=== WRITTEN PROBLEM 1 ===
Answer these questions using the article on BMW's energy storage system, putting each answer on its own line with the same letter.
(a) Who revealed a plan to bring a high-tech energy storage system to Formula One?
(b) What name do BMW's engineers give the system they tried in an X5?
(c) Why can regenerative braking recoup only a little energy?
=== WRITTEN PROBLEM 2 ===
Sum up the article on BMW's energy storage system in two sentences.

=== PAGE ===
"""

By Karl Ludvigsen, England
Autosport-Atlas Senior Writer
FIA president Max Mosley revealed last week his plan to introduce a high-tech energy storage system to Formula One, in a bid to improve overtaking. The system is already experimented in parts of the motor industry, and Karl Ludvigsen was among the first to test-drive BMW's own experimental X5 vehicle some two years ago. With an extraordinary marriage of quick-response electrical storage and gasoline power, the prototype has shown just why the automakers are enthusiastic about Mosley's idea
Let's suppose that someone came along and said, "I have a device for your car that will, at one fell swoop, improve both its performance and its fuel economy."
You'd say, "What's the catch? Surely you can't do both at the same time?" And you'd be right. When added performance is used to the full, fuel economy will suffer. Nevertheless, a system that can offer improvements in both, according to the way the car is driven, has to be attractive. And that's just what BMW's engineers have achieved experimentally two years ago in an X5 with a system they call "Efficient Dynamics". We call it BMW's "Blitzmobile" for reasons which will become evident.
This system works by realizing a long-held dream of auto engineers: it is able to collect and re-use a substantial amount of the kinetic energy that is converted into waste heat whenever a car is braked. Normally, all the energy that's represented by the mass of a moving car, energy that we've built up by burning fuel, is lost forever when the car is slowed or stopped. To accelerate again, we have to burn more fuel. No aspect of car operation seems less efficient to the thinking engineer.
Various methods to recuperate this lost energy have been proposed and tried. It's standard procedure in electric cars to use "regenerative braking", with the motor acting as a generator, when the brakes are applied. This feeds some current back into the batteries. Not much energy can be recouped in this way because batteries like to be recharged over hours, not in the scant seconds that a braking maneuver represents. Still, regenerative braking is a useful range extender for electric vehicles, but it's far too inefficient to be used as an energy reservoir for ordinary cars.

"""

=== INFORMATION PROVIDED ===

"""

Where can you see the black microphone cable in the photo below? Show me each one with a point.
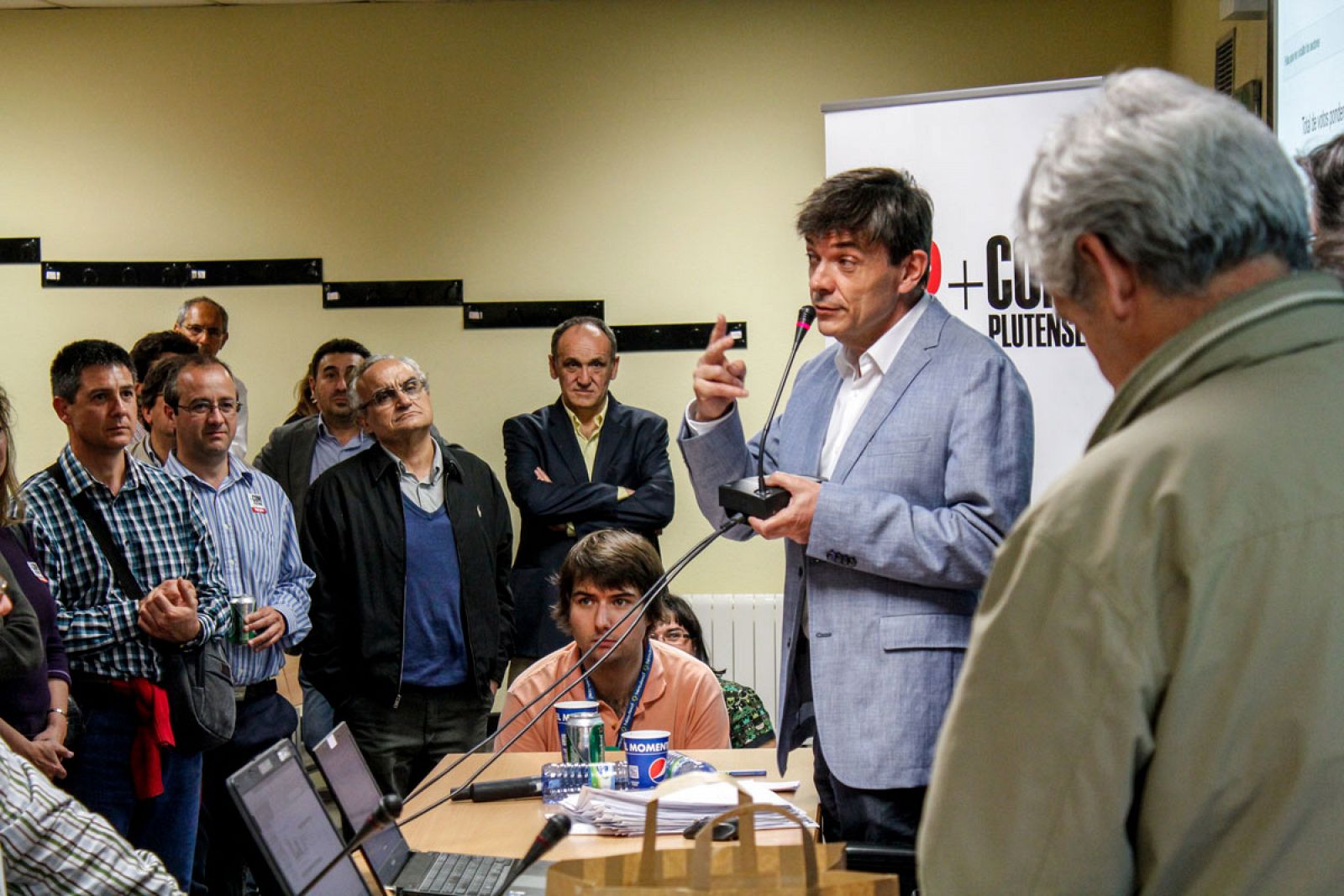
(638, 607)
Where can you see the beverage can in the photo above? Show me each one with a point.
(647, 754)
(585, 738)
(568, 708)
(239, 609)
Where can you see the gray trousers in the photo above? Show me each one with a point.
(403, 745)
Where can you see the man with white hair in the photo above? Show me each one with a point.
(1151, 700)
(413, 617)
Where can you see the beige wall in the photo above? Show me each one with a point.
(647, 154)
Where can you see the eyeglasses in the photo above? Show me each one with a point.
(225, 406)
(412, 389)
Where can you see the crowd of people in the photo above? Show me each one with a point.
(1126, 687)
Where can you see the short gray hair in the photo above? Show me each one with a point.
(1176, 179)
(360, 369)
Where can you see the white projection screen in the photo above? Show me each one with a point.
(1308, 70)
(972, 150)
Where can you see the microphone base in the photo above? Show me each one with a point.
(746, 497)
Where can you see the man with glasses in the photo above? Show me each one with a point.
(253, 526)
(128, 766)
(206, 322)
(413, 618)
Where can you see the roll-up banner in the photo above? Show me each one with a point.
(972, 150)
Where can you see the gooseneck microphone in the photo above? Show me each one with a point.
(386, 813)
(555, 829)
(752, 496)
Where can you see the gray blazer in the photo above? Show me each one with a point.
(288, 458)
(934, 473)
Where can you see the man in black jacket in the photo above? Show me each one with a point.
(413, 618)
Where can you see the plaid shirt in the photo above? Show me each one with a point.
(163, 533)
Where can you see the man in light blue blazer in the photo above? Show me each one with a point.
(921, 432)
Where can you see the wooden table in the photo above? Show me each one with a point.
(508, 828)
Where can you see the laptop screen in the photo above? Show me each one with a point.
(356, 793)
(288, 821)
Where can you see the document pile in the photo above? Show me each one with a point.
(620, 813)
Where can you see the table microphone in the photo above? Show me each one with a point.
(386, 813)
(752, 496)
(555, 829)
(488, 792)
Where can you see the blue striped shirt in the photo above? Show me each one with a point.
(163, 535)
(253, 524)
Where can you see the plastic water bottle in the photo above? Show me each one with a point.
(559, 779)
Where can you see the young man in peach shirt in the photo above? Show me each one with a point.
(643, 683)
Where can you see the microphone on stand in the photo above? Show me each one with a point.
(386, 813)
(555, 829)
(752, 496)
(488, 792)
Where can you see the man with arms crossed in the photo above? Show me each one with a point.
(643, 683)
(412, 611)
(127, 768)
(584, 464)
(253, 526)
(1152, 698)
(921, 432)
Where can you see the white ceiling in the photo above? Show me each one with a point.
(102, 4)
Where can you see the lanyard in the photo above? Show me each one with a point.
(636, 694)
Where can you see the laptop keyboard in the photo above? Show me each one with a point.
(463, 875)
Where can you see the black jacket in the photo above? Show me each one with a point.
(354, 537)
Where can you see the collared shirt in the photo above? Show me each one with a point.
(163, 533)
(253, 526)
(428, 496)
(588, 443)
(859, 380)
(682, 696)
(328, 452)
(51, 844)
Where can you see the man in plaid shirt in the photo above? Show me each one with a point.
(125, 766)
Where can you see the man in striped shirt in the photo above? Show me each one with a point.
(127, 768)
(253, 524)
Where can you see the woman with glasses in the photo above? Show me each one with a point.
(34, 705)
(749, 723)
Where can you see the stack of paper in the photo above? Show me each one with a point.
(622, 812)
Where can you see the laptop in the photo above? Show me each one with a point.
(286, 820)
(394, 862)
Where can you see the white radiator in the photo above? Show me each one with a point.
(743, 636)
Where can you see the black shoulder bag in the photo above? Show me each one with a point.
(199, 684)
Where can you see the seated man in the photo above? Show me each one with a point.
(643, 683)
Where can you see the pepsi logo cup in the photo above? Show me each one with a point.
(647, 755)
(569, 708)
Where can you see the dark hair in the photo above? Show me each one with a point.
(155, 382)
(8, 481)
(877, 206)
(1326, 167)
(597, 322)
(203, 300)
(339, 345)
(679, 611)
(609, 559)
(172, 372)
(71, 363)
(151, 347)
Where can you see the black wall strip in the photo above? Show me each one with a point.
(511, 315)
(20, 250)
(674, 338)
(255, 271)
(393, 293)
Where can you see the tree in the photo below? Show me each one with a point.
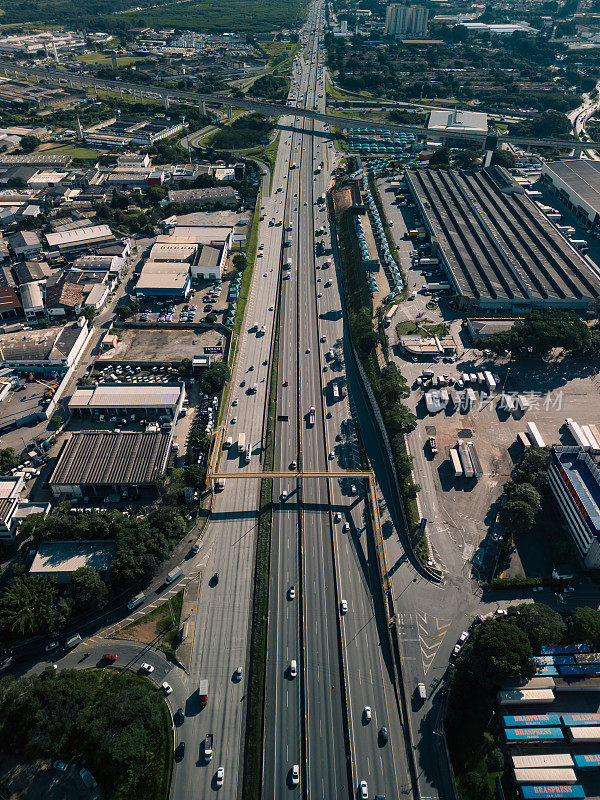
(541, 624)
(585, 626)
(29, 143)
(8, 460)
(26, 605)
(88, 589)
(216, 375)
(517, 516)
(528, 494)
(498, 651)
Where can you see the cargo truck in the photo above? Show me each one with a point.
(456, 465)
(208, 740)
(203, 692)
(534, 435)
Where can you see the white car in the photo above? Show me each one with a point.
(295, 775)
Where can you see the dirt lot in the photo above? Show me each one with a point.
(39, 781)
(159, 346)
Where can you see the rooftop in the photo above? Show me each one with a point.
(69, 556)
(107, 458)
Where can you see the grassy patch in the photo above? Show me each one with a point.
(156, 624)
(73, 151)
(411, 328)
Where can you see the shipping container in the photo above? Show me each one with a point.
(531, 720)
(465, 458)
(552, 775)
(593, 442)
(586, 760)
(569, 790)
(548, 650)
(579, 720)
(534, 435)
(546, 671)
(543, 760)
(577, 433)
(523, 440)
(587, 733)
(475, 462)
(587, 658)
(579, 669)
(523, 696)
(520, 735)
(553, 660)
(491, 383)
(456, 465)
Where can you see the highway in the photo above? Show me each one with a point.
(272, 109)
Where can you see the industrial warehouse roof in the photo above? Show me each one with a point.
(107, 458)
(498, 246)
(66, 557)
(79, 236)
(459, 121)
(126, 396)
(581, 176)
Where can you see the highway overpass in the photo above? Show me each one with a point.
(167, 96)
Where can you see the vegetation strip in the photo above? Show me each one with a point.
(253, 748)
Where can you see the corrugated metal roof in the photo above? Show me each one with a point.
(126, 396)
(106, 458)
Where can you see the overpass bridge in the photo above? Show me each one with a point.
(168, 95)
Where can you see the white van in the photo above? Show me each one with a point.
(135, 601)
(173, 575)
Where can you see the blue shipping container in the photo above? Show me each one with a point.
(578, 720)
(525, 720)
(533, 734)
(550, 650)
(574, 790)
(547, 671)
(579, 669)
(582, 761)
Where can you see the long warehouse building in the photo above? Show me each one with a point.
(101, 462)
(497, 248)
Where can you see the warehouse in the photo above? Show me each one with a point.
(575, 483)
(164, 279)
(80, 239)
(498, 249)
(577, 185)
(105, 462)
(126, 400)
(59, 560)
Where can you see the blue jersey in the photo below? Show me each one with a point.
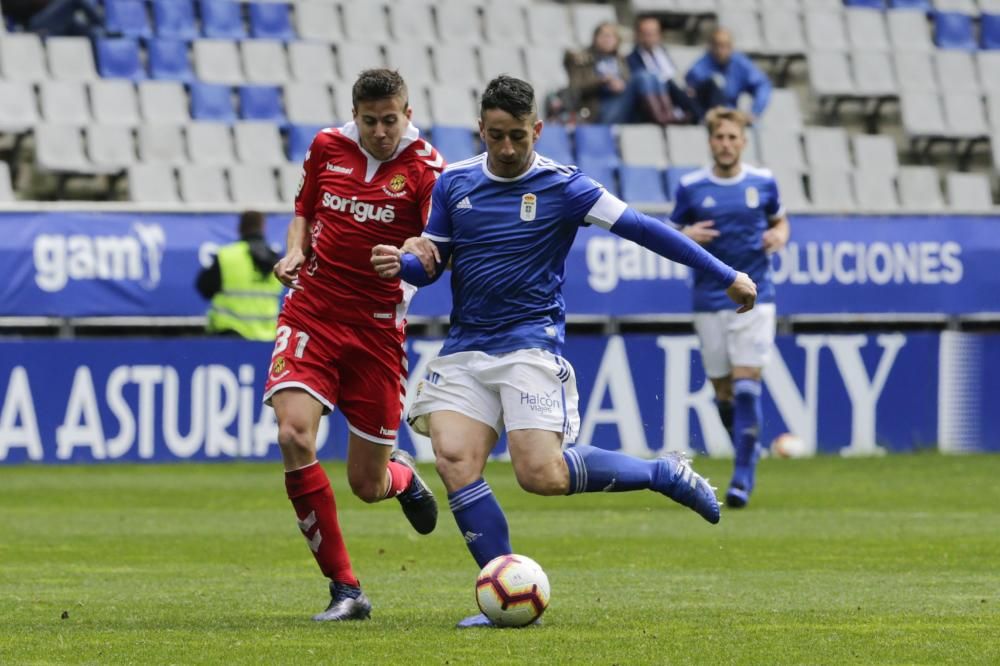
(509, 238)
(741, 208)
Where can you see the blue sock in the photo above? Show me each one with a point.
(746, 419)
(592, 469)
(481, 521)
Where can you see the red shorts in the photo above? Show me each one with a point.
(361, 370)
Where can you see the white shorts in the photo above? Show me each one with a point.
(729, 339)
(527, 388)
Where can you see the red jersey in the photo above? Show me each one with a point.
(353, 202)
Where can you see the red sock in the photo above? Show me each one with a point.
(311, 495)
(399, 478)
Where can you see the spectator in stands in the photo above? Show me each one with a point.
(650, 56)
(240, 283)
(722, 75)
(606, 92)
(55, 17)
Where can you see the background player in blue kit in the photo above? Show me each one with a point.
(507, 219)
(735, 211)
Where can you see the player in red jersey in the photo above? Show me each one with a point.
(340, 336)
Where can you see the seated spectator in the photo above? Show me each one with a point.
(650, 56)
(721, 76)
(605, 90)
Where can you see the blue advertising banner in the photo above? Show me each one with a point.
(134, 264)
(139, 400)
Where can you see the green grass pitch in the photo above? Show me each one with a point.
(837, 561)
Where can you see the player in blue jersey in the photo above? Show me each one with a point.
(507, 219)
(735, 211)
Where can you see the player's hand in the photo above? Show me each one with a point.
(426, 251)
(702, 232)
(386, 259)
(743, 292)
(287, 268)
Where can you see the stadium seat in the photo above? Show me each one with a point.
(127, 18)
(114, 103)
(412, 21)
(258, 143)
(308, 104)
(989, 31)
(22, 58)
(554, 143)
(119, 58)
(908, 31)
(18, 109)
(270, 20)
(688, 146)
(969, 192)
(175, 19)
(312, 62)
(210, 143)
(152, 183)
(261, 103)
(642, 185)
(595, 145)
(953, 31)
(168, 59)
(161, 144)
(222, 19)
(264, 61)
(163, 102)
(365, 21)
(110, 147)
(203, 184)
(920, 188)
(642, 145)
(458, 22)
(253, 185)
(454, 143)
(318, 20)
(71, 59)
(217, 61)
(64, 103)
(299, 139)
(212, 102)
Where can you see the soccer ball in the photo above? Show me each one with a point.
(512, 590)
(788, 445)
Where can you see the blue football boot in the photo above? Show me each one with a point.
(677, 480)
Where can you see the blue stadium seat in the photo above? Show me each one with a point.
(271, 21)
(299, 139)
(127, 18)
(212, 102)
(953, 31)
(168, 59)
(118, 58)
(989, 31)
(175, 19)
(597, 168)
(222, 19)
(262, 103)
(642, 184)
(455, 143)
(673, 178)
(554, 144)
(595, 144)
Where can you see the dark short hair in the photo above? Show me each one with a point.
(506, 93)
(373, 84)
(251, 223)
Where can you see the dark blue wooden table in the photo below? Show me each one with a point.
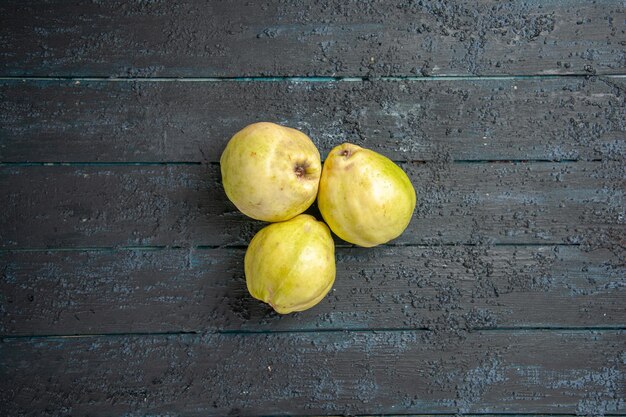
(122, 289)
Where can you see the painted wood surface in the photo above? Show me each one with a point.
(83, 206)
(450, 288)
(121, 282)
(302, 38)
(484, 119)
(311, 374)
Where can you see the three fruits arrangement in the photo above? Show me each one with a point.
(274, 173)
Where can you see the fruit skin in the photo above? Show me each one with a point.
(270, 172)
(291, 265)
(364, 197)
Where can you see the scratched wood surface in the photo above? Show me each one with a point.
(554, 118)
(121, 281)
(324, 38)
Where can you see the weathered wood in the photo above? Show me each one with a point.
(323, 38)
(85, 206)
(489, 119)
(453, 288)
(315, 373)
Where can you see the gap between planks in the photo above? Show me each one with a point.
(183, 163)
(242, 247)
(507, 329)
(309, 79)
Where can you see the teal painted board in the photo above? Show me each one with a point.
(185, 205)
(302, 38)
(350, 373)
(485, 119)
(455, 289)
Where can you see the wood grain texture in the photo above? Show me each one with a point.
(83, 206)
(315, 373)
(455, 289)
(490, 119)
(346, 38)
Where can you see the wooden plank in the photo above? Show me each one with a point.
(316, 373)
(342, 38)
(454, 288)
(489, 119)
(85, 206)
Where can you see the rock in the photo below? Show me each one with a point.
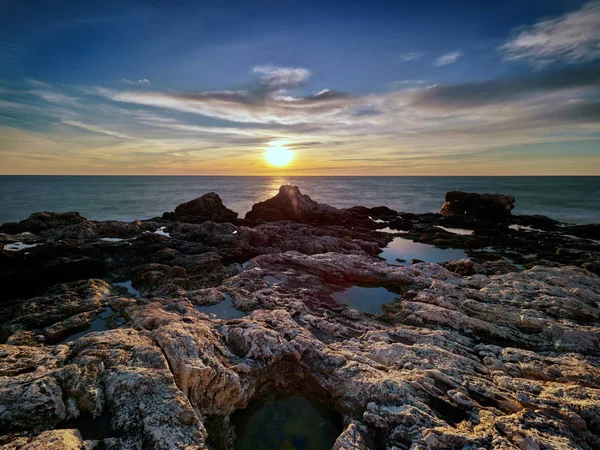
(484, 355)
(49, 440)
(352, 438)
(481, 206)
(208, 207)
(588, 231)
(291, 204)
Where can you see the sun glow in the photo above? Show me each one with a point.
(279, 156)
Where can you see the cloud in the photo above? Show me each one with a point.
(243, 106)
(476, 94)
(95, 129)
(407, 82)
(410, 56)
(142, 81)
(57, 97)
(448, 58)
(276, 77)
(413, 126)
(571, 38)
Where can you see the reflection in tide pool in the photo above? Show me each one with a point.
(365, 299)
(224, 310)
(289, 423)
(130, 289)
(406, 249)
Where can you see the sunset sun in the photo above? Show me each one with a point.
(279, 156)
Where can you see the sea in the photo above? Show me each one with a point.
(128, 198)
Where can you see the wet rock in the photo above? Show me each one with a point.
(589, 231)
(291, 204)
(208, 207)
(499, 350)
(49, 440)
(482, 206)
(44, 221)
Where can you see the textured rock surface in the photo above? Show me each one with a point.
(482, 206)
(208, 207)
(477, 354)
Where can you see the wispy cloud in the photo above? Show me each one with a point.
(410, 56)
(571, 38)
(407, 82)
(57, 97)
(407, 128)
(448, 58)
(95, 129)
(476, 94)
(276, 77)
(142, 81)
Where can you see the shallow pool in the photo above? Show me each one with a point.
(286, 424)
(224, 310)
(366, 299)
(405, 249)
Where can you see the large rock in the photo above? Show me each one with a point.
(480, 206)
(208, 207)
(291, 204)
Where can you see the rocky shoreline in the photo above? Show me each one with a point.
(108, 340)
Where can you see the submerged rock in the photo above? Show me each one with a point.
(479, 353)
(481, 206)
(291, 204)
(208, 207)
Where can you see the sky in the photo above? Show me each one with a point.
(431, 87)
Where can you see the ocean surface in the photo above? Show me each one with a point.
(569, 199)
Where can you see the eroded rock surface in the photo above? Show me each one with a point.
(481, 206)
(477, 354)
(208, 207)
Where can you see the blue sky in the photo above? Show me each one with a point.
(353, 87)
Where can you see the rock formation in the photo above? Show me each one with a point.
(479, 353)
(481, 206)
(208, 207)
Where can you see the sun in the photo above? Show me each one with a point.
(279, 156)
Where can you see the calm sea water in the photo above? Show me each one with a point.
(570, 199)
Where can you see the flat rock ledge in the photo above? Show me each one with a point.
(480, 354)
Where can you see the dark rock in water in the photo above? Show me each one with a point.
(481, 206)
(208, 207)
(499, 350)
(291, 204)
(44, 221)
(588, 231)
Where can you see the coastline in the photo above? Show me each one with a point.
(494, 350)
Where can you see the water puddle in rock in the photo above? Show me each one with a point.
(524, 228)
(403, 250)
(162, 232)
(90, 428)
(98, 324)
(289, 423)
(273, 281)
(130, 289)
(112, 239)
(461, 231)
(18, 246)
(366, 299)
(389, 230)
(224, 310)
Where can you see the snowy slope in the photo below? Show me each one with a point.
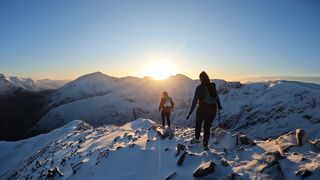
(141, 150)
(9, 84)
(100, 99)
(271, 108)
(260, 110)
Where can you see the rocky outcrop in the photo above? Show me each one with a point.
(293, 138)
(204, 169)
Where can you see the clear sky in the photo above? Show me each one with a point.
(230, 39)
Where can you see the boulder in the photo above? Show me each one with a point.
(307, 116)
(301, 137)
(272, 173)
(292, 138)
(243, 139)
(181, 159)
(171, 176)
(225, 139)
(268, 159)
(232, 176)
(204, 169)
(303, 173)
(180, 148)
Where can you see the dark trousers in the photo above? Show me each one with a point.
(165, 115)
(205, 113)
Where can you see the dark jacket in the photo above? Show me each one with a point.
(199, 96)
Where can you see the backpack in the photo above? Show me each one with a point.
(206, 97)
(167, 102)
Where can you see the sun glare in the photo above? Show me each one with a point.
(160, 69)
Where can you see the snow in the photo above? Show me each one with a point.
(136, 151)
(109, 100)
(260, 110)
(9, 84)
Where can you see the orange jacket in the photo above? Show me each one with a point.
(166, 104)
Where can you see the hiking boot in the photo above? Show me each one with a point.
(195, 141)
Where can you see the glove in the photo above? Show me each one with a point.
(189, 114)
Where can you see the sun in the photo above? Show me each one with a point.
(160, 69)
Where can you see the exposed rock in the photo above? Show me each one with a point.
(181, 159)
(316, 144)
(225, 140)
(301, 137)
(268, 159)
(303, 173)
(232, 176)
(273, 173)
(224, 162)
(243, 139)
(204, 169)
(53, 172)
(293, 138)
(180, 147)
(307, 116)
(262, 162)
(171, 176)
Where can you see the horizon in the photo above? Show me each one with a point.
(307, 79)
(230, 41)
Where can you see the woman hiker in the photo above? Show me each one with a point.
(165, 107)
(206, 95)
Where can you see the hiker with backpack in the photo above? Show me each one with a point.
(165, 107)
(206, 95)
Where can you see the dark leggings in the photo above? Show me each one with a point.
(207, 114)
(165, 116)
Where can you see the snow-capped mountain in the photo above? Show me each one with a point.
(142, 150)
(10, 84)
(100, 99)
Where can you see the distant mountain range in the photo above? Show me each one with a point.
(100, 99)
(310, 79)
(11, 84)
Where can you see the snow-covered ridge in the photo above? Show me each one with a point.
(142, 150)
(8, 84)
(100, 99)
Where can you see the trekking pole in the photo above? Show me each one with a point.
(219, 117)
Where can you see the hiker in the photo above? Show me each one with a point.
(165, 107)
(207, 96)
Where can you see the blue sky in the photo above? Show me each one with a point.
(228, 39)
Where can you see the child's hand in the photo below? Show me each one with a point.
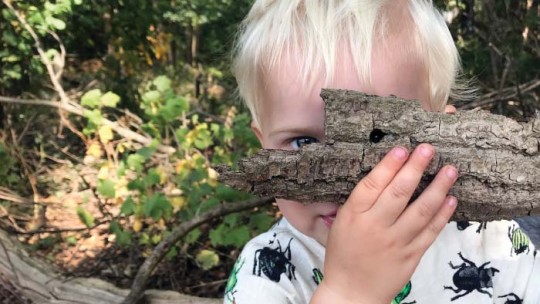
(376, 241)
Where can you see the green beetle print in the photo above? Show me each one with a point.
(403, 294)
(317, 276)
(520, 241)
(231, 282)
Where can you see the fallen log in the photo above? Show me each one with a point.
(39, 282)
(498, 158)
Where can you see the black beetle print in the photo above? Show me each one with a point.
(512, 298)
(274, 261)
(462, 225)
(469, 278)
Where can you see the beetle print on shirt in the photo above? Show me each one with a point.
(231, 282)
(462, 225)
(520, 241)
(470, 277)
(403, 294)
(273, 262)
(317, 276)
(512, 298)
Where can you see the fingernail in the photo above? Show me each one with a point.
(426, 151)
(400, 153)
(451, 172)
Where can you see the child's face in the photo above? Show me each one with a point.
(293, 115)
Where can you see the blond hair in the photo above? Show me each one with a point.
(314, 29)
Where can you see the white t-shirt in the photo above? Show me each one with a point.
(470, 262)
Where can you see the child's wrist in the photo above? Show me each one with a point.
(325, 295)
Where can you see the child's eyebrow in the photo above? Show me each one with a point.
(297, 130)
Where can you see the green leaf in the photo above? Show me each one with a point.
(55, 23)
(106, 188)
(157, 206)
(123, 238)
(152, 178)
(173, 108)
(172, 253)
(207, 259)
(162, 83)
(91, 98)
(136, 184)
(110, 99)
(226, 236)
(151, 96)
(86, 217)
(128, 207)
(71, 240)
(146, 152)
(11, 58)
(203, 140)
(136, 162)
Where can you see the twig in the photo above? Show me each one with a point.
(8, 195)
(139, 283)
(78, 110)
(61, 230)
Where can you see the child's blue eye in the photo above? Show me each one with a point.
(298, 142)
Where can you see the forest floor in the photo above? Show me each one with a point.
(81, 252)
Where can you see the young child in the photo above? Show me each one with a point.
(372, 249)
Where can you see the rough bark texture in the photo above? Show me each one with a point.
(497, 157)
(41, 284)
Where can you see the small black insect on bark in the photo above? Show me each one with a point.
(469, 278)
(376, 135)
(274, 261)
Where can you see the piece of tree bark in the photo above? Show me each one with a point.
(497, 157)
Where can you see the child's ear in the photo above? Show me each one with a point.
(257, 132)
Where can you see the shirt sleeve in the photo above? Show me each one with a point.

"""

=== EXERCISE RESPONSE 1 ===
(a) FIA president Max Mosley.
(b) "Efficient Dynamics."
(c) Batteries like to be recharged over hours, not in the few seconds a braking maneuver takes.

=== EXERCISE RESPONSE 2 ===
FIA president Max Mosley plans to bring a high-tech energy storage system to Formula One to improve overtaking, and BMW's engineers tried such a system, "Efficient Dynamics," in an experimental X5 that can improve both performance and fuel economy depending on how the car is driven. It collects and re-uses much of the kinetic energy that braking normally turns into waste heat, something the regenerative braking of electric cars does poorly because batteries like to be recharged over hours, not seconds.